(begin)

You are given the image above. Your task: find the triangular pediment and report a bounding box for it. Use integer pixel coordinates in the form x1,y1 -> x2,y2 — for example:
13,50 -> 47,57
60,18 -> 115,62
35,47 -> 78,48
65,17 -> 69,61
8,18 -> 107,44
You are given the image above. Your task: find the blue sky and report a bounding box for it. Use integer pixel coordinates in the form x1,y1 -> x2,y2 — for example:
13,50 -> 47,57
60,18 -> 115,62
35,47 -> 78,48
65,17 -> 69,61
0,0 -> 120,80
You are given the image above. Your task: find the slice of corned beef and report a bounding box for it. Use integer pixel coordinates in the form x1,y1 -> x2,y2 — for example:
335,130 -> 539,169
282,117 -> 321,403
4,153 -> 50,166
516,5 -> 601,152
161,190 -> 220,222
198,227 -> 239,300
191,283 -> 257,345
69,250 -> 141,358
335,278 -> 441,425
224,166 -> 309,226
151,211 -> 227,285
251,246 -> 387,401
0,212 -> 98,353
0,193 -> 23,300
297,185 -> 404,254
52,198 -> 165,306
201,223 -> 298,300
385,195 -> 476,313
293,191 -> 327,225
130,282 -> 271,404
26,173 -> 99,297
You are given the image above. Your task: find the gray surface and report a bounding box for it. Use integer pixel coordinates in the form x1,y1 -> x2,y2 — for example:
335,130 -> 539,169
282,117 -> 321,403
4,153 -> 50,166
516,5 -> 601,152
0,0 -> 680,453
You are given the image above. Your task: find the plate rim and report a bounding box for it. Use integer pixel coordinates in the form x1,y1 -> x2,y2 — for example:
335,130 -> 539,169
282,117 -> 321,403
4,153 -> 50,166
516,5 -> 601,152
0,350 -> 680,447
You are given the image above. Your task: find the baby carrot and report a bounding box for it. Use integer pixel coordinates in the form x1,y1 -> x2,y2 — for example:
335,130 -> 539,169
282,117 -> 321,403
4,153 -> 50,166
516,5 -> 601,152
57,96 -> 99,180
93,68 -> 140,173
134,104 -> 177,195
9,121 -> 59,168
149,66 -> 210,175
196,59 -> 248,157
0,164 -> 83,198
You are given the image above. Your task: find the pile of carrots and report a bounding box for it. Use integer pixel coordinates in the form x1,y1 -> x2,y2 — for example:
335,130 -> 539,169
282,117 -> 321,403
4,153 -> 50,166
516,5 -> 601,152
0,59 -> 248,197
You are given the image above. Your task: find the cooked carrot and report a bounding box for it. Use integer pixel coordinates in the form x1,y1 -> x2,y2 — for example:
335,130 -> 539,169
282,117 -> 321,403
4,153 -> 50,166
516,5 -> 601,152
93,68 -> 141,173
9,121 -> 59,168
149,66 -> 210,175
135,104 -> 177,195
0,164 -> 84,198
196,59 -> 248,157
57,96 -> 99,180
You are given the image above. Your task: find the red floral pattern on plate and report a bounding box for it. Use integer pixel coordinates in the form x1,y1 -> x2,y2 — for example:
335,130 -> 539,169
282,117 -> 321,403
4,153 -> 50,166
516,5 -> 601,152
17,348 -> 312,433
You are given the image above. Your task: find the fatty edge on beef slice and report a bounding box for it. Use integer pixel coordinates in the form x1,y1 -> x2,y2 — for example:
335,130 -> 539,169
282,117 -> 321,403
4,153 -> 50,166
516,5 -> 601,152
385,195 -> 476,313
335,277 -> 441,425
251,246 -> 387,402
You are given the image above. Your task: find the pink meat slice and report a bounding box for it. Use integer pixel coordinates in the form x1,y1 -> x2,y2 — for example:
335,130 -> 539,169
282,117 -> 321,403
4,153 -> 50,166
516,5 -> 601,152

(end)

Brief →
Please retype all of the records above word for word, without changing or leaving out anything.

Output below →
You are given the image above. Your task: find the triangular pediment and report a bounding box for it. Use integer pixel coordinates in the form x1,y1 -> x2,y2 — for example:
13,50 -> 47,57
60,18 -> 115,62
35,47 -> 78,48
65,17 -> 69,61
8,18 -> 107,44
You are given the image above. Your task: find the blue sky and report a bounding box for it. Use integer pixel coordinates in the form x1,y1 -> x2,y2 — for example:
13,50 -> 47,57
60,18 -> 115,62
35,47 -> 78,48
65,17 -> 69,61
0,0 -> 120,80
You are given the image above. Your task: find the slice of corned beef and report a bounding box for it. Use integer pixel coordinates in the form x1,y1 -> x2,y2 — for example:
335,130 -> 539,169
282,117 -> 321,403
4,153 -> 50,166
516,5 -> 601,152
161,190 -> 220,222
198,227 -> 239,300
191,283 -> 257,345
69,250 -> 141,358
335,278 -> 441,425
224,166 -> 309,226
151,211 -> 227,285
251,246 -> 387,401
0,212 -> 98,353
0,193 -> 23,300
297,185 -> 404,254
52,198 -> 165,306
201,223 -> 298,300
385,195 -> 476,313
293,191 -> 327,225
130,282 -> 271,404
26,173 -> 99,297
You are given the image above. Your task: find the gray surface and report a bounding box for it. Use integer pixel coordinates in the form x1,y1 -> x2,y2 — for example:
335,130 -> 539,169
282,117 -> 321,403
4,153 -> 50,166
516,5 -> 601,152
0,0 -> 680,453
You are given the image above. Your task: find the plate rim and report a bounding box for it. Use integer pixel coordinates in the form x1,y1 -> x2,y2 — for example:
335,130 -> 539,169
282,117 -> 321,403
4,153 -> 50,166
516,5 -> 601,152
0,350 -> 680,447
You are given the image above. Your task: find the baby carrot and report a bounding box for it. Use integer pixel coordinates in the form x1,y1 -> x2,y2 — for example:
335,130 -> 539,169
282,117 -> 321,403
4,153 -> 50,166
516,5 -> 601,152
57,96 -> 99,180
93,68 -> 140,173
134,104 -> 177,195
9,121 -> 59,168
149,66 -> 210,175
196,59 -> 248,157
0,164 -> 83,198
You are given the image above. Your task: find the pile of carrots and report a bounding box for it. Use integer pixel coordinates in the form x1,y1 -> x2,y2 — for example:
335,130 -> 539,169
282,117 -> 321,403
4,153 -> 50,166
516,5 -> 601,152
0,59 -> 248,197
You are given the image above. Your task: find the cooked carrot and report a bounding box for it. Use integer pixel coordinates in the form x1,y1 -> x2,y2 — for example:
335,130 -> 539,169
282,117 -> 321,403
4,153 -> 50,166
516,5 -> 601,152
93,68 -> 141,173
9,121 -> 59,168
149,66 -> 210,175
135,104 -> 177,195
0,164 -> 84,198
196,59 -> 248,157
57,96 -> 99,180
You are given the image above. Your task: find the red floral pattern on plate and report a bounding box for it. Use integer pixel coordinates in the form x1,y1 -> x2,y2 — for example:
335,130 -> 539,169
282,117 -> 321,403
4,153 -> 50,166
516,5 -> 601,152
17,348 -> 312,433
You are given the image above. Your task: find the fatty edge on beef slice and report a bounding box for it. Use integer pixel coordinates in the form x1,y1 -> x2,y2 — for example:
335,130 -> 539,169
282,117 -> 321,403
4,153 -> 50,166
516,5 -> 601,152
385,195 -> 476,313
335,277 -> 441,425
251,246 -> 387,402
You are given the image above. Your task: find the pink meat slice and report a bounding box for it. Use integer pixel coordinates in the form x1,y1 -> x2,y2 — for example:
335,130 -> 539,169
282,117 -> 321,403
4,153 -> 50,166
516,5 -> 601,152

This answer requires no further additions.